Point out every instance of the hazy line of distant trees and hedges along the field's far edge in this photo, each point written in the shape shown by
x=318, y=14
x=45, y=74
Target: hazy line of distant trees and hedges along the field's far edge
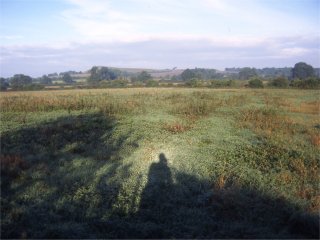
x=302, y=75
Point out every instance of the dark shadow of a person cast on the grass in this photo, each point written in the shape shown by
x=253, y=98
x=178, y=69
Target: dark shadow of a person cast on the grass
x=156, y=207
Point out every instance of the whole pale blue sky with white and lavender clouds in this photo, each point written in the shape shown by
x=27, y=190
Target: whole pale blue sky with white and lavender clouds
x=44, y=36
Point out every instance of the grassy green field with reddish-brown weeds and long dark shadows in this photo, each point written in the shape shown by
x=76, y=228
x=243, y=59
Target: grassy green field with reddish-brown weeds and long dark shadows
x=160, y=163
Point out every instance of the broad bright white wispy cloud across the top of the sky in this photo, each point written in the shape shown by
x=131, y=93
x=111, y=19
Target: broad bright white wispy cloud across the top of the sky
x=99, y=20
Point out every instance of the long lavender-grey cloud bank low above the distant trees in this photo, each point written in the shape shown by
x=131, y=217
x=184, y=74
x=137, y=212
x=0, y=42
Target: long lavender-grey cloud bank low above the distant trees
x=159, y=54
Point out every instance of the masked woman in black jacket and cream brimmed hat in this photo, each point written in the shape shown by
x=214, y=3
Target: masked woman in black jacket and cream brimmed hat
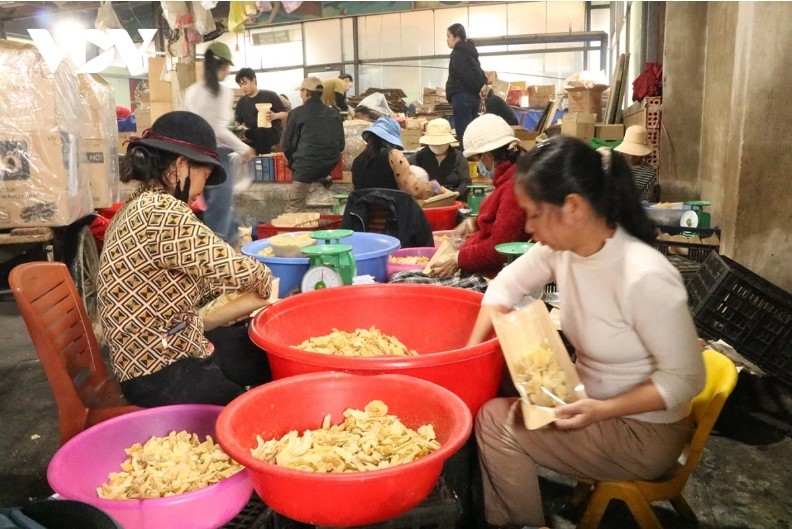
x=440, y=159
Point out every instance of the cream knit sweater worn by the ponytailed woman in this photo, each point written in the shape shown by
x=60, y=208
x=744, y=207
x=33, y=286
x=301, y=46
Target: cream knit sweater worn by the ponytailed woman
x=625, y=311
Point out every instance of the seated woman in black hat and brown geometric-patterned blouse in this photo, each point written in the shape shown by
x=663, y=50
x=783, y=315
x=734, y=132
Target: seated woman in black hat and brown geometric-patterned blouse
x=160, y=264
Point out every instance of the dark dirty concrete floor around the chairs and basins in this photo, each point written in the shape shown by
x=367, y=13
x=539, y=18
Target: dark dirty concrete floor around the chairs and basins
x=744, y=480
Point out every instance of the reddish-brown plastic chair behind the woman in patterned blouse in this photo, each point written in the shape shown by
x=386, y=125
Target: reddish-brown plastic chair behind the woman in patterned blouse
x=66, y=345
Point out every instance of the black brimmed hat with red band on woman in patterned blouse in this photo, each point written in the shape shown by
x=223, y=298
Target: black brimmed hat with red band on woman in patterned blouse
x=188, y=134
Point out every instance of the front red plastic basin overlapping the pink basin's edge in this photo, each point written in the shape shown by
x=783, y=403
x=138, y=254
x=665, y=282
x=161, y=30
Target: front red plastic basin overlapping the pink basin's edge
x=350, y=498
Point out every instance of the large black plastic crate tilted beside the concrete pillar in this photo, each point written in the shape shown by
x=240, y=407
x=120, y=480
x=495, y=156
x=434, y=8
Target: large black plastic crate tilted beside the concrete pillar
x=754, y=316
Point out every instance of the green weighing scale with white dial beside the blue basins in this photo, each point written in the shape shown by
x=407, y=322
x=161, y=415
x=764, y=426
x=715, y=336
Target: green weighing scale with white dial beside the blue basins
x=330, y=264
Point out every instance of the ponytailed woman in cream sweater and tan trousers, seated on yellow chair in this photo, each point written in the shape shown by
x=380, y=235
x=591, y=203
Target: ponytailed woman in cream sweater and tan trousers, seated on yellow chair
x=624, y=309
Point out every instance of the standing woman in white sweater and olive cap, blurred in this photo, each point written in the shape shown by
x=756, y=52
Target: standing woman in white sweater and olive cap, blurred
x=214, y=102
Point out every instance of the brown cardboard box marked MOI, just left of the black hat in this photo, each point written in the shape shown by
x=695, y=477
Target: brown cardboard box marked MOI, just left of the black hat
x=99, y=160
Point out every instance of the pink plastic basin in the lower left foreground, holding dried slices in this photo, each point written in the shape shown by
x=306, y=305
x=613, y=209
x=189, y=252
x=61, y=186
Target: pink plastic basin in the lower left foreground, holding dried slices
x=81, y=465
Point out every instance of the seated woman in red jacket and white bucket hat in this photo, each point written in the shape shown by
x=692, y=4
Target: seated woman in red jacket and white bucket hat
x=490, y=139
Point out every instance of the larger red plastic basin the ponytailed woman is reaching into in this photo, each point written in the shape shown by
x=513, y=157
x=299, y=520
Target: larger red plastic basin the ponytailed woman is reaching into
x=435, y=321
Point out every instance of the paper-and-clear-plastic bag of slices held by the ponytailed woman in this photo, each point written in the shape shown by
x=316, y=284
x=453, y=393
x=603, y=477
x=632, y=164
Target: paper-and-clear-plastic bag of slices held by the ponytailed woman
x=538, y=363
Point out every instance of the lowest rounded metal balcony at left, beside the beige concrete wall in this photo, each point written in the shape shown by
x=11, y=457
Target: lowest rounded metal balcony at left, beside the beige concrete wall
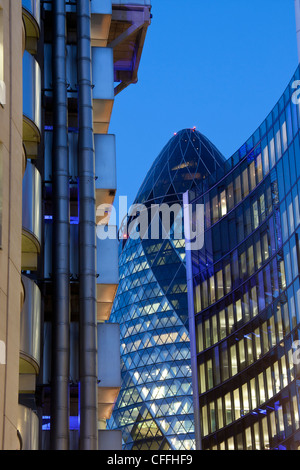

§ §

Lines containing the word "rounded": copy each of them from the material.

Response to the exercise.
Point out every instance of the lowest rounded metal balcony at left, beside the beige concrete wall in this photo, each point written in the shape shown by
Target: lowest rounded metal balcony at left, beside the beige concrete wall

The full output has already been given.